--- Begin GIVEN RECORDS ---

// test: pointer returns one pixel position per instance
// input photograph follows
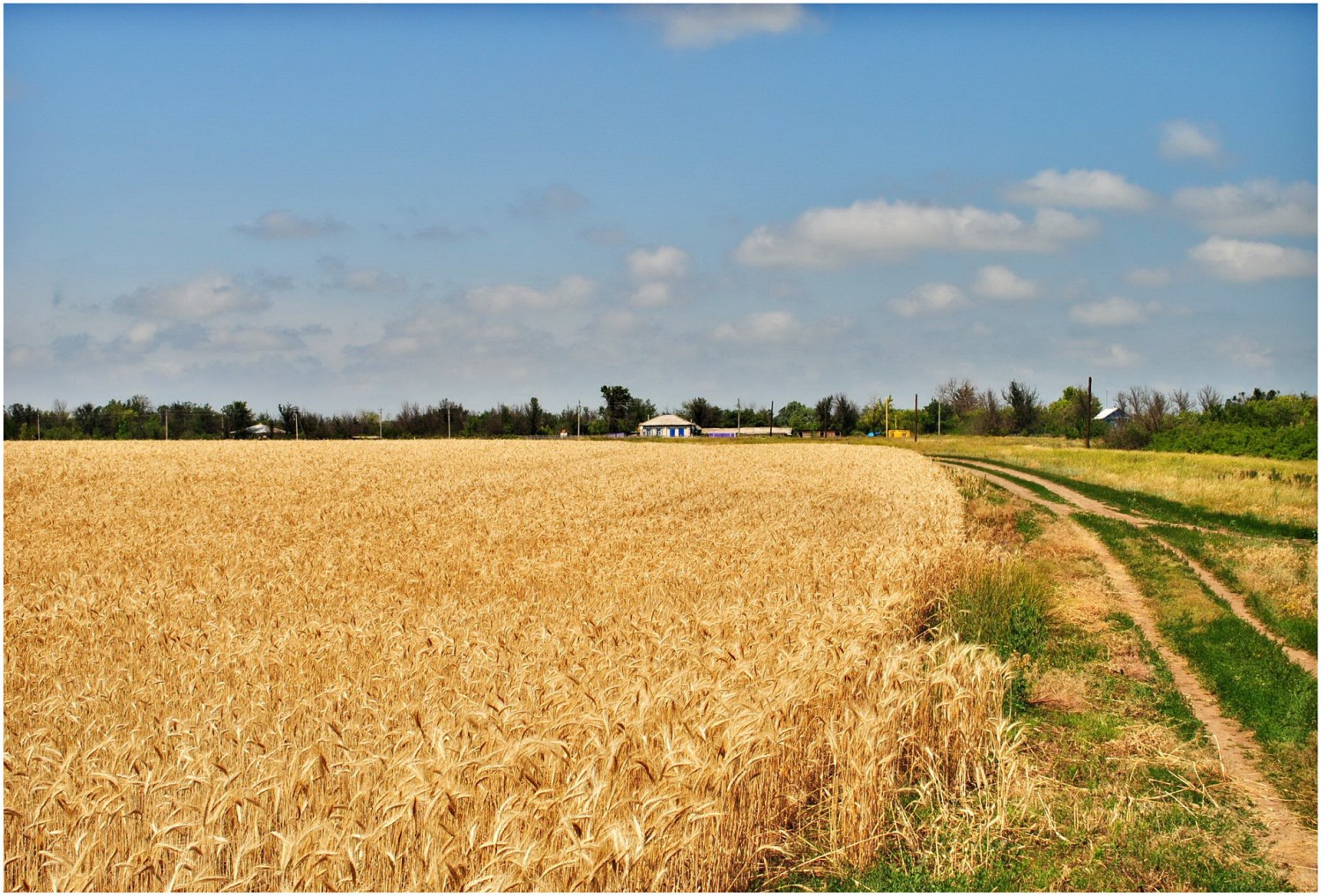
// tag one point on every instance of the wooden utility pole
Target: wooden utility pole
(1088, 412)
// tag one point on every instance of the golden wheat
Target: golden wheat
(479, 666)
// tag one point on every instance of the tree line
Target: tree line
(1260, 422)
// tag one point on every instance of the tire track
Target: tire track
(1236, 603)
(1288, 842)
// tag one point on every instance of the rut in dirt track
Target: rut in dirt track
(1288, 842)
(1236, 602)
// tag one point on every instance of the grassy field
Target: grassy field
(486, 665)
(1275, 491)
(1250, 676)
(1127, 792)
(1276, 579)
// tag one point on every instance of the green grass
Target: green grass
(1120, 826)
(1210, 552)
(1249, 674)
(1004, 608)
(1165, 510)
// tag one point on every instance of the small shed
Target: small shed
(667, 426)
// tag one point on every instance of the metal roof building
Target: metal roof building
(667, 426)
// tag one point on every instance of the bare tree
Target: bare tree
(992, 418)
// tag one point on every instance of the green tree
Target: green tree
(616, 409)
(238, 418)
(701, 411)
(1024, 407)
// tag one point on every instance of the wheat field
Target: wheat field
(481, 665)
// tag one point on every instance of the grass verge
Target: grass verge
(1223, 555)
(1125, 790)
(1035, 488)
(1164, 509)
(1250, 676)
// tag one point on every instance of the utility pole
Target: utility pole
(1088, 412)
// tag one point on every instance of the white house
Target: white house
(667, 426)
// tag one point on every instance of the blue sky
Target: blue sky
(354, 206)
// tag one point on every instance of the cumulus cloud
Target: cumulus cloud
(998, 282)
(569, 292)
(1246, 262)
(1109, 312)
(881, 230)
(555, 200)
(701, 26)
(768, 327)
(1117, 357)
(604, 235)
(1259, 208)
(1183, 139)
(286, 225)
(664, 263)
(1244, 352)
(1080, 189)
(656, 272)
(929, 299)
(1148, 277)
(206, 296)
(362, 279)
(445, 234)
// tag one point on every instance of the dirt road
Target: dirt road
(1288, 842)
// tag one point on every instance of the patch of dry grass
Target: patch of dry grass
(1280, 491)
(481, 665)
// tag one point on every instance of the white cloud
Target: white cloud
(286, 225)
(1109, 312)
(569, 292)
(1183, 139)
(998, 282)
(1117, 357)
(656, 272)
(1080, 189)
(651, 295)
(768, 327)
(1148, 277)
(664, 263)
(206, 296)
(1246, 262)
(706, 26)
(373, 279)
(556, 198)
(884, 230)
(929, 299)
(1244, 353)
(1259, 208)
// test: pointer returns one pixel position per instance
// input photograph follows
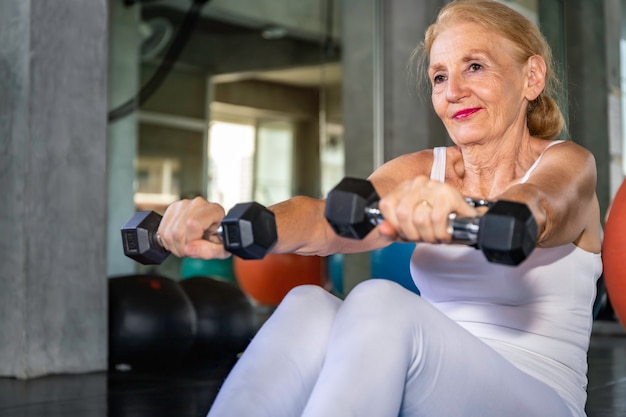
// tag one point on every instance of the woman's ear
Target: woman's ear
(536, 77)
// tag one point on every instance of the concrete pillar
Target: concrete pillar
(589, 71)
(383, 115)
(53, 156)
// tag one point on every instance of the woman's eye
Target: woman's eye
(437, 79)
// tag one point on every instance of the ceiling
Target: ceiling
(304, 27)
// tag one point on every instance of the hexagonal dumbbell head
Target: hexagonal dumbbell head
(249, 230)
(346, 206)
(508, 233)
(139, 238)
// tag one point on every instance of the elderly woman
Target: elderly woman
(483, 339)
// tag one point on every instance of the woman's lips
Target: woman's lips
(462, 114)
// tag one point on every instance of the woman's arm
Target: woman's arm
(301, 225)
(561, 195)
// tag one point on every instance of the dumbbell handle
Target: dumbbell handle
(464, 230)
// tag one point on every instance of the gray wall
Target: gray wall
(53, 178)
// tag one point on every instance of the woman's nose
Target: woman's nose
(456, 88)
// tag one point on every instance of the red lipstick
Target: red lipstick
(462, 114)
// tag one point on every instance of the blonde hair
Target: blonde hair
(544, 118)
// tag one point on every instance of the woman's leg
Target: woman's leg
(275, 375)
(392, 353)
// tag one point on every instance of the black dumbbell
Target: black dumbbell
(506, 233)
(248, 231)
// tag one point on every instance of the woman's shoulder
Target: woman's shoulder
(569, 152)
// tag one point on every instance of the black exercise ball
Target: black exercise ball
(226, 319)
(152, 323)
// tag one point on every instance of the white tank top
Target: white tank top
(538, 314)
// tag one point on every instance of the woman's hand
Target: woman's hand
(184, 225)
(418, 211)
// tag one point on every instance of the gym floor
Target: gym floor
(190, 391)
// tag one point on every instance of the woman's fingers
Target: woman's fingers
(182, 229)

--- End GIVEN RECORDS ---

WHAT IS ASKED
Copy the part of the material that opens with its first line and closes with the line containing "(1165, 510)", including both ends. Leave the pictures out of your answer.

SOLUTION TO THE PROBLEM
// test: pointer returns one pixel position per instance
// input photograph follows
// tag one point on every instance of the wooden utility pole
Target: wooden utility pole
(1088, 412)
// tag one point on every instance of the golden wheat
Target: golden wheat
(479, 666)
// tag one point on every instance of the tree line
Target: tree line
(1260, 422)
// tag one point on every instance of the tire track
Target: tire track
(1236, 603)
(1288, 842)
// tag one point on every instance of the rut in dirt track
Target: rut in dirt track
(1288, 842)
(1236, 602)
// tag one point on every instance of the grassy field
Target: grassy field
(486, 665)
(1275, 491)
(1250, 676)
(1127, 792)
(1276, 579)
// tag one point on every instance of the green grass
Target: green grass
(1120, 826)
(1210, 552)
(1249, 674)
(1004, 608)
(1165, 510)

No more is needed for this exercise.